Every record must be output verbatim in the reply.

Records from a data source:
--------------------------------------------------

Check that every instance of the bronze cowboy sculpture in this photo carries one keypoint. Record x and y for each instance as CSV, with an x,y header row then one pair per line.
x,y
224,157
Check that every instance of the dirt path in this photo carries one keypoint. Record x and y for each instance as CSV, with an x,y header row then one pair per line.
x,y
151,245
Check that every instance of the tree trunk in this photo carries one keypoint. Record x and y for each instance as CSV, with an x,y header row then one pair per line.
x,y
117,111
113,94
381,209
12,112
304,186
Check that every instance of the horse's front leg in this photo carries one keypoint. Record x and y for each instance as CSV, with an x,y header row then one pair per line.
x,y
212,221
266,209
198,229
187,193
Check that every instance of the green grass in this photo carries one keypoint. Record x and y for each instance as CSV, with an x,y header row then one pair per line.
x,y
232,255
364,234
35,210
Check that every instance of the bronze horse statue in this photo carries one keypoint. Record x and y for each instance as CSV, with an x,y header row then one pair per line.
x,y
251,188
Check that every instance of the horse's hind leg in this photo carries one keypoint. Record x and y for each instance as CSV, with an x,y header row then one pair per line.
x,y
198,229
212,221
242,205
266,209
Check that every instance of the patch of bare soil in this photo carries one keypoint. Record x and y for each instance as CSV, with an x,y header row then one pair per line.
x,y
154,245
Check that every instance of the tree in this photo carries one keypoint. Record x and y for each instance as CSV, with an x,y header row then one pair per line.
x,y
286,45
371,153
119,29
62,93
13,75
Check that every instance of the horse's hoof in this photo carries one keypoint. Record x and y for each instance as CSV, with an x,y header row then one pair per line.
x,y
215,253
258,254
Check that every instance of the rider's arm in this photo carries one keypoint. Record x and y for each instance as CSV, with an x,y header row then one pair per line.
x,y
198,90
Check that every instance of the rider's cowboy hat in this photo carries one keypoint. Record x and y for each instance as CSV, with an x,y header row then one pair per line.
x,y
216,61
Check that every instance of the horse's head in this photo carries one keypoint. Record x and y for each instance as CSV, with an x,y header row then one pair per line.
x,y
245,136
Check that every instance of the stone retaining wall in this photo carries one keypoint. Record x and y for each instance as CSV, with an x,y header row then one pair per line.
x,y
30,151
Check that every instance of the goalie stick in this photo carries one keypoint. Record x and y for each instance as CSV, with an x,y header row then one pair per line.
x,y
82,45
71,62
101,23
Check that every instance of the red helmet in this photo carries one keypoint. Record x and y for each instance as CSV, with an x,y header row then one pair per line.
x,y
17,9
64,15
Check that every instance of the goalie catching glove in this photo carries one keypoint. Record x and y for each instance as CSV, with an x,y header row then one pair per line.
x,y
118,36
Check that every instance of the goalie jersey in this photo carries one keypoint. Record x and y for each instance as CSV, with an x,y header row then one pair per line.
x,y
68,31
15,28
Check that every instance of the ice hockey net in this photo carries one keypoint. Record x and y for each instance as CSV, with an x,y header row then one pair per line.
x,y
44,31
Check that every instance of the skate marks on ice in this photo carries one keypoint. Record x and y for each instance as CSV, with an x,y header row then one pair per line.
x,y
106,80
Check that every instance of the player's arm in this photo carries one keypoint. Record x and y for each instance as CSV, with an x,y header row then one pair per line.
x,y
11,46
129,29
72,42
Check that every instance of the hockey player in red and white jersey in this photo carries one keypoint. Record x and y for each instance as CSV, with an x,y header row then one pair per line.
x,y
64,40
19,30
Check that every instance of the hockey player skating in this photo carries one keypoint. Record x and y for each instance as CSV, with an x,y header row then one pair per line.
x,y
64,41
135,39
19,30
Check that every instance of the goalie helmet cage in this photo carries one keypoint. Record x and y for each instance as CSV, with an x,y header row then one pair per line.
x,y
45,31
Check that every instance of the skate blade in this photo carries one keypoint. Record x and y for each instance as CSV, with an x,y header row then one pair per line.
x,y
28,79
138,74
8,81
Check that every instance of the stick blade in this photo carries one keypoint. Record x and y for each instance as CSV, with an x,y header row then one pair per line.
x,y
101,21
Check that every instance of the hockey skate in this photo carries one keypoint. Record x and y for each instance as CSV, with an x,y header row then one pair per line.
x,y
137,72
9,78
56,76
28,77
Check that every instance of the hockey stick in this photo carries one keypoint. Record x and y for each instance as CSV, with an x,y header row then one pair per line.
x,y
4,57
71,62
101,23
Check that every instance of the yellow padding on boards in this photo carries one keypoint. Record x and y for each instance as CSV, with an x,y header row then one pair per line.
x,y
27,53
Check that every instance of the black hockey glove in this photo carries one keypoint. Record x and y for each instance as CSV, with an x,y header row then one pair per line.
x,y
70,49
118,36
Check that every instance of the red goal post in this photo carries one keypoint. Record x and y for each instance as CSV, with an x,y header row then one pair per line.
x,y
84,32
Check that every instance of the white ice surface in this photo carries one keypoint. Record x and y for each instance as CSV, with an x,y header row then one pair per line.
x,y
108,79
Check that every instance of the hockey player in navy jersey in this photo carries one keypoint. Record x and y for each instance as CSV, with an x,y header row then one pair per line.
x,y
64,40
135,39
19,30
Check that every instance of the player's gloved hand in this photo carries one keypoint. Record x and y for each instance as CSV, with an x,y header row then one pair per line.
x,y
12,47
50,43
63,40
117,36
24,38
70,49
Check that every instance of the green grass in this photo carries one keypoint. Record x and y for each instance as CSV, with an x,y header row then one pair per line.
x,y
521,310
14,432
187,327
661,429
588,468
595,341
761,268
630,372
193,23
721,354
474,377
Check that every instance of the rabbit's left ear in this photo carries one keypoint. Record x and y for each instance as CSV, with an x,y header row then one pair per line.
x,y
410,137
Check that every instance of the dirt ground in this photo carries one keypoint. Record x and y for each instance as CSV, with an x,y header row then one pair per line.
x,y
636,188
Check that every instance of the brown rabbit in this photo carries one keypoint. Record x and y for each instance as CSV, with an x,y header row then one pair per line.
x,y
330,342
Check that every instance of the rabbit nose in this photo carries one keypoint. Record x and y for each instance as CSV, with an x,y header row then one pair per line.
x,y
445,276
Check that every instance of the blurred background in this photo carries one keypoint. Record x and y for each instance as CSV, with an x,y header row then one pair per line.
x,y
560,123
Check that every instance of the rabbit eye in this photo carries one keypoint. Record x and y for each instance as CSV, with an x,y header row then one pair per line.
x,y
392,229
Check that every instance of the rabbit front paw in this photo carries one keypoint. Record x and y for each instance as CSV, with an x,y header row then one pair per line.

--------------------------------------------------

Reply
Check that every instance of the bronze cowboy sculpture in this photo carries one keypoint. Record x and y for each instance as CSV, with an x,y header row then one pair per line.
x,y
224,157
Check that every instance of the dirt path in this photo carries one keypoint. Record x and y for each instance as CSV, with an x,y header row then one pair per line.
x,y
151,245
Check that every instance of the tree trunk in this photo carries one keypoint. Record x and y for each instance as CSV, with an x,y header row then one pair per line.
x,y
117,111
113,94
381,209
12,112
304,186
Check that every instance of the horse's front leg in this photo carries one keypoint. Record x and y for each instance as CSV, with an x,y header row then one pair per line.
x,y
212,221
266,209
198,229
187,193
Check that every instance of the green grass in this photo carries one keypoint. Record x and y for each instance as CSV, with an x,y header row then one pair per line.
x,y
232,255
364,234
35,210
Check that every instance of the bronze horse statue in this photo carries one keypoint. Record x and y for each instance as CSV, with an x,y header row then one pair per line.
x,y
251,188
Check that every instance of the horse's hind leg in this photo carries one keypoint. Record x and y for each instance as CSV, with an x,y header row then one pair per line.
x,y
198,229
212,221
242,205
266,209
Check that every instance of the patch of bare soil in this photo carries one keypoint. Record x and y for each instance as CSV, with an x,y header row then one pair per line.
x,y
154,245
Check that every instance of the tree in this photo carries one keypoint. Record x and y for each instance as CSV, with an x,y header row then one pair per line.
x,y
286,45
371,153
119,29
62,93
13,75
Check that every instance of the horse's hoof in this photo carries one keypoint. Record x and y for each instance as CSV, with an x,y header row then one pair per line.
x,y
215,253
258,254
Check that every instance of the rider's arm in this photo carries one keypoint. Record x and y for each instance as CSV, with an x,y header row then one pair per line.
x,y
198,90
Check that every instance of the rider's cowboy hat in this photo carries one keypoint. Record x and y for each instance as CSV, with an x,y header row then one pair per line.
x,y
216,61
Check that every instance of the horse's head in this photo carries one keypoint. Record x and y for each instance as CSV, with an x,y header row then one pair per line.
x,y
245,136
Check that every instance of the stone retaining wall in this photo carries one keypoint. Record x and y for each instance as CSV, with an x,y header row then one pair per line.
x,y
30,151
Check that every instance of the goalie stick in this photo carries one keypoint. Record x and y for each instance as CSV, with an x,y header row then one pair per line.
x,y
82,45
71,62
101,23
Check that every instance of the red helmet in this photo carries one keypoint. Record x and y for each instance as CSV, with an x,y header row then one pair per line.
x,y
17,9
64,15
Check that every instance of the goalie catching glove in this photo carries one keypoint. Record x and y for each instance as CSV, with an x,y header row then one pair per line.
x,y
118,36
Check that every instance of the goalie jersey in this photo carries one keypoint. Record x and y for each instance as CSV, with an x,y header row then one pair per line.
x,y
68,31
15,28
Check that every instance of the ice hockey net in this photo carries one keypoint. Record x and y for each instance as CSV, with an x,y header row then one pair per line.
x,y
44,31
Check that every instance of the skate marks on ice in this photo carries one keypoint. Record x and y for each instance as CSV, with an x,y header row then one pair per line.
x,y
106,80
Check that every instance of the player's arm in this photo carries one keypoint. Record x and y for each instance as CSV, with an x,y header row then one pair per line.
x,y
11,46
129,29
72,42
Check that every instance of the hockey player in red and white jersey in this photo carries one keypoint. Record x and y for each instance as CSV, with an x,y header row then one pair per line.
x,y
64,40
19,30
Check that every instance of the hockey player skating in this photo carries one keypoint. Record x and y for each instance as CSV, with an x,y header row then one pair per line.
x,y
64,41
135,39
19,30
Check that every instance of the goalie helmet cage in this photo carries one keypoint. Record x and y for each instance as CSV, with an x,y header row then one pair per line.
x,y
45,31
Check that every instance of the skate blade in this photo carries one keypoint. Record x and y for each instance as CSV, with an x,y header row then one pair per line.
x,y
28,79
138,74
8,81
Check that every instance of the stick blade in this photo carries one keypoint. Record x and y for each instance as CSV, with an x,y header row then one pair per line.
x,y
101,21
Check that every instance of the hockey skate in this photo carries one keypoint. Record x and y for each instance as CSV, with an x,y header row then one pair per line.
x,y
137,72
9,78
56,76
28,77
Check that every instance of the hockey stick in this photo carries one keypoint. Record x and y for each instance as CSV, with an x,y header row then one pair per line.
x,y
4,57
71,62
101,23
Check that every instance of the yellow padding on boards in this photo carries one keypoint. Record x and y for each instance as CSV, with an x,y header row then one pair per line.
x,y
27,53
Check that every instance of the black hockey glove in this photo carries one keypoint. Record x and y for each instance as CSV, with an x,y header row then one pair per line.
x,y
70,49
118,36
Check that every instance of the red goal post in this photo carries one keypoint. Record x and y for each instance as CSV, with an x,y header row then one pair per line.
x,y
84,32
Check that every instance of the white ice surface in this photo carries one keypoint. Record x and y for each instance as CSV, with an x,y header row then one pair per line.
x,y
108,79
Check that every instance of the hockey player in navy jersey in this photo carries one keypoint. Record x and y for each instance as CSV, with an x,y header row then one pair per line.
x,y
64,40
135,39
19,30
Check that every instance of the player's gloved hand in this photo carries one keypoint. Record x and y for each instance as CSV, with an x,y header row then one pair per line.
x,y
12,47
50,43
63,40
117,36
24,38
70,49
Check that every instance of the green grass in this photo carries one keypoint. Record x and y for each instance as CSV, with an x,y header row then one pair per line.
x,y
521,310
14,432
187,327
661,429
588,468
595,341
761,268
630,372
193,23
721,354
474,377
Check that every instance of the rabbit's left ear in this photo carries one keypoint. Record x and y for each instance as CSV, with an x,y header row then one pair per line.
x,y
410,137
Check that every instance of the dirt ground in this photo carries one keypoint. Record x and y for each instance as CSV, with an x,y header row then one pair per line.
x,y
636,188
Check that every instance of the brown rabbit in this photo carries one keypoint. Record x and y for each instance as CSV, with an x,y header row then one pair per line.
x,y
330,342
Check that every instance of the rabbit nose in this photo carries one keypoint. Record x and y for each instance as CSV, with an x,y header row then one pair per line.
x,y
445,276
Check that every instance of the blurred background in this photo carries one keypoint. Record x and y for each instance as CSV, with an x,y header row then one pair per line.
x,y
560,123
Check that every instance of the rabbit eye in this photo carries one keypoint. Record x and y for each instance as CSV, with an x,y header row then one pair per line.
x,y
392,229
Check that every instance of the rabbit front paw in this photo carries one keypoint. Record x and y for each instance as CSV, with an x,y header row then one pair per line.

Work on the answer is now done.